TEXT EXCERPT:
━━━━━━

Full Woman
I was 48 when I had my only child
Kafoda and her baby girl today at one year and seven months old. She was born on August 14, in Itojo Hospital, Ntungamo. Photo by Perez Rumanzi.
Posted Saturday, March 9 2013 at 00:00
In Summary
Affluent in politics and business, but without a child, one woman had lost all hope, until she had to get treatment for a discomfort in her belly. The now 49-year-old shares her experience, challenges and joy of bearing a child late in life.
Alice Kafooda, 49, is unquestionably one of the wealthiest women in Ntungamo Town with vast pieces of land, rental houses and produce stores. Also a well-known politician, she has been the FDC women’s league chairperson for Ntungamo District since 2006. Over the years, her charity work has endeared her to the people in her district. By last year, there were more than 15 children benefiting from her charity in form of school fees.
Until last year, however, Kafoda was also known for something else, something more dismal; she had failed to have children. For this, she was tormented more than she could be appreciated for her other achievements. So much so that she was driven out of her marital home in 1990 after about 10 years in marriage.
“I got married in 1981 in Ihunga, Kajara Ntungamo. I was, however, abused and despised by the whole family after it became apparent that I could not have children until it got so bad that I had to leave,” she recounts.

━━━━━━

WORK INSTRUCTIONS: Keep writing the article about the woman who had her only child at 48, starting right after its last sentence.

━━━━━━

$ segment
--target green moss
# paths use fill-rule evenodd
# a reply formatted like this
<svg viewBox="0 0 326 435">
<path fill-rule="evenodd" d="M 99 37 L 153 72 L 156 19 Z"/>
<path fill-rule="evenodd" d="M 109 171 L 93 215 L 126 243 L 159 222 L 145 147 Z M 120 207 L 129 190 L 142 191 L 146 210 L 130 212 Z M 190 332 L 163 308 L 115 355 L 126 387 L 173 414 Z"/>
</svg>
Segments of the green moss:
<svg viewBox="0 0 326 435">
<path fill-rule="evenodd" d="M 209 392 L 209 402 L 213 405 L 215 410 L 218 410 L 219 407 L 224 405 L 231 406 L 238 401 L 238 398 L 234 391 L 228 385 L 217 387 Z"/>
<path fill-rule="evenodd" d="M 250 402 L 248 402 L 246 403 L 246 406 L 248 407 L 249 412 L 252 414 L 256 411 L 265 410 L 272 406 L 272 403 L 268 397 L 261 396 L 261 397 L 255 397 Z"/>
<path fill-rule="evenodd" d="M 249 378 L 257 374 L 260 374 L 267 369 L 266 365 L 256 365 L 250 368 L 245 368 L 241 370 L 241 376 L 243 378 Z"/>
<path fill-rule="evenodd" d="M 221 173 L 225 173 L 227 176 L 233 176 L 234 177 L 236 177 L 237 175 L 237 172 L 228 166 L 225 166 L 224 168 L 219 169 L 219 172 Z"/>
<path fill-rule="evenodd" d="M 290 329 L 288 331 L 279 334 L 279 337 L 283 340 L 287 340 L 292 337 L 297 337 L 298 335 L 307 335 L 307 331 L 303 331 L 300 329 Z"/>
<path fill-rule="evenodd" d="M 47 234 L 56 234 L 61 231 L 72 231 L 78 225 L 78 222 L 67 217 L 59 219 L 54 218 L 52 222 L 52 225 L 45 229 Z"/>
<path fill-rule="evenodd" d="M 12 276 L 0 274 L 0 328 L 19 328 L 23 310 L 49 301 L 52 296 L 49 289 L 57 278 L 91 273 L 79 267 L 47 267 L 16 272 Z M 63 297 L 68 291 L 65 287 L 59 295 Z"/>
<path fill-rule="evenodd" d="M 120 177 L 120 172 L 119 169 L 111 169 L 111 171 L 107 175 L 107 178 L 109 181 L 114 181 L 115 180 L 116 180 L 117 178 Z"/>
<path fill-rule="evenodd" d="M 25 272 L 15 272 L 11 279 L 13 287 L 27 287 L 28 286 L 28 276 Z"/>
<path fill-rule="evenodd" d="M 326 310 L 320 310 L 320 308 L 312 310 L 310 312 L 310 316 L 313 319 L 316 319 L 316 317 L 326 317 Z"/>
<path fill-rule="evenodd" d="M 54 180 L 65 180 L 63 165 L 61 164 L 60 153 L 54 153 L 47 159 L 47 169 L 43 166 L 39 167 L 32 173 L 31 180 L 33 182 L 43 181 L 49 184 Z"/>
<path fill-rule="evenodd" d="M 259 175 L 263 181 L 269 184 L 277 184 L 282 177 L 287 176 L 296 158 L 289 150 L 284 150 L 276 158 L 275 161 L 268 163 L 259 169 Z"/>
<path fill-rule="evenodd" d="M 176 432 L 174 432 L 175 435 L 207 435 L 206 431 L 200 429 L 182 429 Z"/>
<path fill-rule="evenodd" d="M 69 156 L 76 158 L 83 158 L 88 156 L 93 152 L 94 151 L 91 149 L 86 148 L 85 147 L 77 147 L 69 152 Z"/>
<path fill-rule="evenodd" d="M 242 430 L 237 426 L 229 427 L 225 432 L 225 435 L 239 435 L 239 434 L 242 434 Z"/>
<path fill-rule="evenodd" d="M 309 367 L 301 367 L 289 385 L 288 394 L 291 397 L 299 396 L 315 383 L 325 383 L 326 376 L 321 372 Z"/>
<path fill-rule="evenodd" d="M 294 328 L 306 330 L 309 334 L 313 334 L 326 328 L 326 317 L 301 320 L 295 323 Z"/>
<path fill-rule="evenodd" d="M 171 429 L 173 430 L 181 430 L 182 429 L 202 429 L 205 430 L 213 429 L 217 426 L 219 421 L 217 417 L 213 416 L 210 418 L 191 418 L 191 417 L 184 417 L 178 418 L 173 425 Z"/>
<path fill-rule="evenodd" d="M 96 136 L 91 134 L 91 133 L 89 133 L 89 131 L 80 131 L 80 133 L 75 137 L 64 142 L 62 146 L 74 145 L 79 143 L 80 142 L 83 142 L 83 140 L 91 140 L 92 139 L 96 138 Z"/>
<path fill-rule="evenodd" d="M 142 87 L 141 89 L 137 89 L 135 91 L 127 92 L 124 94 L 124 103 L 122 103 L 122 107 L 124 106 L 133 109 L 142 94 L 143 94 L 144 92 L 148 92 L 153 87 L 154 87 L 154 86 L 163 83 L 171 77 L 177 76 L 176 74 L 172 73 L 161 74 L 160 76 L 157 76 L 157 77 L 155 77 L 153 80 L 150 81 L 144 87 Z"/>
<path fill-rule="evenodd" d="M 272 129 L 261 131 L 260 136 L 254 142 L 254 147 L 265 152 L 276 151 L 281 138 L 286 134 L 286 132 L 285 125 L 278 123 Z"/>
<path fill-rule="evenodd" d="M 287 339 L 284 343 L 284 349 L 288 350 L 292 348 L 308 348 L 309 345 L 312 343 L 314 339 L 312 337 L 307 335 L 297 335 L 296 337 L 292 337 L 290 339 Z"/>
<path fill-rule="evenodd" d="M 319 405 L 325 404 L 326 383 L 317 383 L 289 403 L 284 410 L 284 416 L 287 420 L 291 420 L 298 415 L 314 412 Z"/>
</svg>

━━━━━━

RESULT FOR THIS EXERCISE:
It was not any better at her parents’ home in Kabahambi, Ntungamo Municipality, where she ran to, as she was still despised. So, she left and busied herself with her businesses and politics.
And then last year on August 14, at precisely 10pm, when she was 48-years-old, Kafoda’s first and only child, a baby girl, weighing in at 3.8 kilogrammes, was born at Itojo Hospital in Ntungamo, by Caesarean Section.
“I named her Ruhangampeire, which means ‘God has given me’,” she explains. And along with this wonderful gift of a child that had eluded her for so long, was the baby’s father, Edward Muwanga. They had got together after her first marriage and had together, for the last nine years, searched high and low for a solution to the childlessness problem. To their daughter, Muwanga added a Kiganda name, Nasonko.
The price she paid for the late baby
Kafoda reveals that she had first conceived in 1993, but unfortunately miscarried, thrusting her into more hopelessness and resignation.
Her next pregnancy signs came when she was in police cells where she spent a week after she had been arrested and detained for participating in the Walk-to-Work protests on October 17, 2011.
“When I was in the cells, I developed a lot of pain. I thought I had been poisoned and I was going to die. Two days after leaving the cells, I developed contraction in the uterus,” she says. Kafoda also recalls that just before her imprisonment, she had bled unsually heavily through 2010 and 2011, a problem none of the doctors had managed to decipher. “It was disturbing that I was getting periods after I had started menopause. I was feeling a lot of pain, in addition to the heavy bleeding,” she narrates.
While most doctors recommended surgery to rid her of the uterus and with it the discomfort of her periods and pain that sometimes made her fail to walk or drive, one recommended a visit to renown gynaecologist, Dr Ssali Tamale. There, it was discovered that there was a swelling in her uterus, which was enlarging, hence the pain, and could have been what had blocked her eggs from moving into the womb from the fallopian tubes.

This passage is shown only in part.